**EXTRACTED TEXT**

+--

It is unclear at this time to what extent these recommendations will be followed by the executive branch and enforcement authorities.

The Senate report also details three cases involving the alleged misappropriation of NSF research:

  1. Percival Zhang, an engineering professor at Virginia Polytechnical Institutes and State University (Virginia Tech) who began working as a paid researcher for the Tianjin Institute of Industrial Biotechnology at the same time that he was working for a private research firm he had founded that relied exclusively on federal grants, including funds from the NSF, for funding its research activities. Zhang submitted falsified timesheets to government investigators.
  2. Feng “Franklin” Tao, a researcher at the University of Kansas whose work was funded through two Department of Energy contracts and four NSF contracts, was under contract with Fuzhou University at the same time. He was charged with fraud for having accepted a second, undisclosed salary from a university in China in violation of policies requiring the disclosure of all sources of foreign support.
  3. Chunzai Wang, a National Oceanic and Atmospheric Administration (NOAA) employee and investigator on at least one NSF-funded project, received a salary from China at the same time.

Some of these cases involve dual nationals or permanent resident aliens in the United States. Traditional legal theories relying on violations of export controls or misappropriation of property can be challenging to prove, so the US enforcement authorities are testing a novel theory of fraud on the US government in the Tao case for failure to disclose foreign government funding.

+--

[Records from a collection]
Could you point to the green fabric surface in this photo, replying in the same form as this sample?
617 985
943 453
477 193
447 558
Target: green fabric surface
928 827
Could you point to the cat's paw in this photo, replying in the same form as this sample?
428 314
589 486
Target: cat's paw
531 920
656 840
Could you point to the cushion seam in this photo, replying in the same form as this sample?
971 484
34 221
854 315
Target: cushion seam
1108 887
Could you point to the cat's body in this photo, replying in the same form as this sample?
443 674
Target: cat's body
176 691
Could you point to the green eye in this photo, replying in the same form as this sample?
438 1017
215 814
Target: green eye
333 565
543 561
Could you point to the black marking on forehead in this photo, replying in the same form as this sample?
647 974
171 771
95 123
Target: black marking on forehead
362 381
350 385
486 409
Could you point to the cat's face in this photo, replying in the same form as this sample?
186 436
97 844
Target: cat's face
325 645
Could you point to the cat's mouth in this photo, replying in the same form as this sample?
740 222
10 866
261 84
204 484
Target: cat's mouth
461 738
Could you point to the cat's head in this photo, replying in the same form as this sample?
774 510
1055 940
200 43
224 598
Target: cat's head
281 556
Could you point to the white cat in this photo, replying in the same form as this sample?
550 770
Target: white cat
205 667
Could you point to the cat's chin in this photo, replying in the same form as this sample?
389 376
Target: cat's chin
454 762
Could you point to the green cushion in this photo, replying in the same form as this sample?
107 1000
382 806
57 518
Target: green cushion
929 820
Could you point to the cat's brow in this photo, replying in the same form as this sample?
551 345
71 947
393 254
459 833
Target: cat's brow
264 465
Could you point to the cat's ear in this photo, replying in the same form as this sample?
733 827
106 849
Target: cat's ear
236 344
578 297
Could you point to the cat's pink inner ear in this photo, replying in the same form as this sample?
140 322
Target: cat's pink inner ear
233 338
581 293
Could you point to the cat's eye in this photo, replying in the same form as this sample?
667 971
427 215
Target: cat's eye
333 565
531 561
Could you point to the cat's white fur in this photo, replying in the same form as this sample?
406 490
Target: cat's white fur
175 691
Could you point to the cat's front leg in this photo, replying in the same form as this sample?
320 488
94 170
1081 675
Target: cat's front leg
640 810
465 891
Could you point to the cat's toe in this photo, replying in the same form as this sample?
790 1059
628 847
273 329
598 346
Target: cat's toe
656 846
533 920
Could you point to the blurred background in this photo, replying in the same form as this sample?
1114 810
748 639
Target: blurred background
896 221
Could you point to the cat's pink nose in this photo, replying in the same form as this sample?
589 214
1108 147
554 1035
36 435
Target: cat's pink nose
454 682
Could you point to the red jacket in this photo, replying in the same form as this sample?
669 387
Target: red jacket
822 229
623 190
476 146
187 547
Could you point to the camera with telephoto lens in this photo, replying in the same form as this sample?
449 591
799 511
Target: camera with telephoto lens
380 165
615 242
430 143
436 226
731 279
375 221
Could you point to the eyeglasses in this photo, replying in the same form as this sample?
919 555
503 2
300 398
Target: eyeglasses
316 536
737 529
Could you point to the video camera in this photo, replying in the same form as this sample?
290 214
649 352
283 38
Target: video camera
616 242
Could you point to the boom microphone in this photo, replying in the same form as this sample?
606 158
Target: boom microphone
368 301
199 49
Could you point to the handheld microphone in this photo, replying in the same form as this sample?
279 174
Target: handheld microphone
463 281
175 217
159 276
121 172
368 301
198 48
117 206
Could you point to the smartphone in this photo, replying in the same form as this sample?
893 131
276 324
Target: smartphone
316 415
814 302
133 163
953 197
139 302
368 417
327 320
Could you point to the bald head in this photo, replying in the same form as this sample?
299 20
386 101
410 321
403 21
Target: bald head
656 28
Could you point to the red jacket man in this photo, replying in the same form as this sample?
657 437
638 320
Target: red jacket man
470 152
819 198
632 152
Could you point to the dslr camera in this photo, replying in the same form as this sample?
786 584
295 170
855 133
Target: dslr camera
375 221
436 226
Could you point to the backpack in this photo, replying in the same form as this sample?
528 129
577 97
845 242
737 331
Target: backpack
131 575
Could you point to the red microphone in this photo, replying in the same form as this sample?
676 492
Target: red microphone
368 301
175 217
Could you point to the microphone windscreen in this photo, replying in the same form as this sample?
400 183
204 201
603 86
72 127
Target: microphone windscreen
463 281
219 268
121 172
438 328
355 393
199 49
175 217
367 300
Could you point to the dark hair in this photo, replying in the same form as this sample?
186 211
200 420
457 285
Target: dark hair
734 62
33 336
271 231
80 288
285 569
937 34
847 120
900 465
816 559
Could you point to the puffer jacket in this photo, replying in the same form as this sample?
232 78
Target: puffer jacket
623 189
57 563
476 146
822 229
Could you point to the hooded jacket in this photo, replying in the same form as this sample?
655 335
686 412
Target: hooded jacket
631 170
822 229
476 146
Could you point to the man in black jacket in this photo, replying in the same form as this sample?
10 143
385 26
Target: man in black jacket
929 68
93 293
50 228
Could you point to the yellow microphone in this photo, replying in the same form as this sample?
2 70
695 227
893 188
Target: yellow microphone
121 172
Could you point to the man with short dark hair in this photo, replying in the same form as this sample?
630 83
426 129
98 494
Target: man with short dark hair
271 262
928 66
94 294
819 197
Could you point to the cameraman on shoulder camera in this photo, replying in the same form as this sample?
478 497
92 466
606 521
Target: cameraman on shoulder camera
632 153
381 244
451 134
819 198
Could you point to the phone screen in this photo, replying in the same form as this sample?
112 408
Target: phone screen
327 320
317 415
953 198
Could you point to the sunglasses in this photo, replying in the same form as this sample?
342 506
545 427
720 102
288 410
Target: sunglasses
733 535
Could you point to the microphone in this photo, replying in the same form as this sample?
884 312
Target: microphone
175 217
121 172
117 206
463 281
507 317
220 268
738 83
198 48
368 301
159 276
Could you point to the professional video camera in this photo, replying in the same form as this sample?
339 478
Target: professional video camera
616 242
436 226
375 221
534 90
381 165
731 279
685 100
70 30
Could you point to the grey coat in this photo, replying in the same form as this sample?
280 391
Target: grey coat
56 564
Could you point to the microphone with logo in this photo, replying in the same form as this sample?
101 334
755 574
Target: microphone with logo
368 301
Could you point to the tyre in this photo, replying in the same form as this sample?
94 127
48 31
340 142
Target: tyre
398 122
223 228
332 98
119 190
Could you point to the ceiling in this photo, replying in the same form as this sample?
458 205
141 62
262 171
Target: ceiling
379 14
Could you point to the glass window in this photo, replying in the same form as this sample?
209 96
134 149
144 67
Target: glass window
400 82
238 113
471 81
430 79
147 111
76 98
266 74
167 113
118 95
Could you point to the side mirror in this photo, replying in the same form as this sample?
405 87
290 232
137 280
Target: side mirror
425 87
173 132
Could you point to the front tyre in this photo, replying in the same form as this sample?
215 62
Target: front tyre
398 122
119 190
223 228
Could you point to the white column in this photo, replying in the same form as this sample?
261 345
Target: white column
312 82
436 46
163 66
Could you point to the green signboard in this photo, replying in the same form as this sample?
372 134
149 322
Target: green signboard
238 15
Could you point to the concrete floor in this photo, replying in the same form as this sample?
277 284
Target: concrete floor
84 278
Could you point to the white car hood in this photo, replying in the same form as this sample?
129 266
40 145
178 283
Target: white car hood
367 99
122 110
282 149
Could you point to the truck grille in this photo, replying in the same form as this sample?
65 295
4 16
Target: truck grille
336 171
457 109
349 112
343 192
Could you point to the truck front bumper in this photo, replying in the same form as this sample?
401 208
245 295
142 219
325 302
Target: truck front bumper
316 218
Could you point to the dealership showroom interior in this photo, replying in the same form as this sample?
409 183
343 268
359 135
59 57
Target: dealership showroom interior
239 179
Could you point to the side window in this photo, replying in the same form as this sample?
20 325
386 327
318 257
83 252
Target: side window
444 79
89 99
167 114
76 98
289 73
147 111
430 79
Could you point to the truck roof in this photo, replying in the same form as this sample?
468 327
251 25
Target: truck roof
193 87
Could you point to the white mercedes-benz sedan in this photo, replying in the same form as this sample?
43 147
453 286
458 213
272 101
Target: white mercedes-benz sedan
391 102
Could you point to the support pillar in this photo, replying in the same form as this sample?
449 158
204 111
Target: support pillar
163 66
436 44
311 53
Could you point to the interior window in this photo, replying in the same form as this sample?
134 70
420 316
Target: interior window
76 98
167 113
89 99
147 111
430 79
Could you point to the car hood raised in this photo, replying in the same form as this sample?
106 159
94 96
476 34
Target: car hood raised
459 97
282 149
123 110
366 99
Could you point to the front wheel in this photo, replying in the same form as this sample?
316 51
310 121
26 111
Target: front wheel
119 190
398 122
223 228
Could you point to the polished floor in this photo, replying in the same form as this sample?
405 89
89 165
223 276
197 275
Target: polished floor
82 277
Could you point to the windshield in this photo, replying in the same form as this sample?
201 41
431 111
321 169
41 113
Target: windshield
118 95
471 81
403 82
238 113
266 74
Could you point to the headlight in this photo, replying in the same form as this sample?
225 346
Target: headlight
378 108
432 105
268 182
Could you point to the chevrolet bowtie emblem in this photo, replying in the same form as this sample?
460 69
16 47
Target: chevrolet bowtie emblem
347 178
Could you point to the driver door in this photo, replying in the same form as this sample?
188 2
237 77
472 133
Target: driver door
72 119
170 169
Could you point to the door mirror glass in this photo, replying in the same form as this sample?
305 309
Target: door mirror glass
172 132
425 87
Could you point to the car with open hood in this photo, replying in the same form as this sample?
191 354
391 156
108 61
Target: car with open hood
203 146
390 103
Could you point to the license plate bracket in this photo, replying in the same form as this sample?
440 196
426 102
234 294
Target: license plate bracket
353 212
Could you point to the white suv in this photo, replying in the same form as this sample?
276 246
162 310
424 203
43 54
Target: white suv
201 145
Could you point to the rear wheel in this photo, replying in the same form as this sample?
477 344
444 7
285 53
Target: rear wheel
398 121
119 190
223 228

+--

Copy the Senate report excerpt between "1. Percival Zhang, an" and "to government investigators.", inclusive, changing "timesheets" to "time records".

**EXPECTED ANSWER**
1. Percival Zhang, an engineering professor at Virginia Polytechnical Institutes and State University (Virginia Tech) who began working as a paid researcher for the Tianjin Institute of Industrial Biotechnology at the same time that he was working for a private research firm he had founded that relied exclusively on federal grants, including funds from the NSF, for funding its research activities. Zhang submitted falsified time records to government investigators.